[Text excerpt]:
Preeclampsia is a condition that can occur during pregnancy where there is a sudden rise in blood pressure. It can also lead to clotting issues that may affect organs, such as the liver and kidneys.

Preeclampsia is the most common complication to occur during pregnancy. It generally develops during the third trimester and affects about 1 in 25 pregnancies.

It can progress into eclampsia in some people, where they can experience seizures and enter a coma. It can also be fatal. Prenatal appointments are essential for managing health, preeclampsia, and potential conditions such as eclampsia.

Symptoms of Preeclampsia

Preeclampsia may present no initial symptoms, but common signs include:

  1. Protein in the urine
  2. High blood pressure
  3. Blurry vision, sometimes seeing flashing lights
  4. Headaches, often severe
  5. Feeling ill
  6. Shortness of breath
  7. Pain just below the ribs on the right side
  8. Rapid weight gain, caused by excess fluid
  9. Nausea and vomiting during the second half of pregnancy
  10. Urinating less often
  11. Lower platelet count
  12. Impaired liver function

Pregnant people should seek immediate medical attention if they experience any of these signs or symptoms.

[Records provided]:
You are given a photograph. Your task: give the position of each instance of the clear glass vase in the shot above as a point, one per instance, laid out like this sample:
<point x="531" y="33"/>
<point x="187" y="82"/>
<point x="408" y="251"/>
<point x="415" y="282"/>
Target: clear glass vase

[Problem A]: Decide whether each statement agrees with the preeclampsia text. Answer yes or no, and quote the text's deciding words. (i) Preeclampsia usually develops in the second trimester. (ii) Preeclampsia affects about 1 in 25 pregnancies. (iii) Preeclampsia always produces symptoms from the start.
[Problem B]: Extract a passage from the preeclampsia text word for word. Begin with the words "Preeclampsia is a" and stop after the words "such as eclampsia.".
Answer using only the preeclampsia text.

[Response A]:
(i) No: "It generally develops during the third trimester"
(ii) Yes: "affects about 1 in 25 pregnancies"
(iii) No: "Preeclampsia may present no initial symptoms"

[Response B]:
Preeclampsia is a condition that can occur during pregnancy where there is a sudden rise in blood pressure. It can also lead to clotting issues that may affect organs, such as the liver and kidneys.

Preeclampsia is the most common complication to occur during pregnancy. It generally develops during the third trimester and affects about 1 in 25 pregnancies.

It can progress into eclampsia in some people, where they can experience seizures and enter a coma. It can also be fatal. Prenatal appointments are essential for managing health, preeclampsia, and potential conditions such as eclampsia.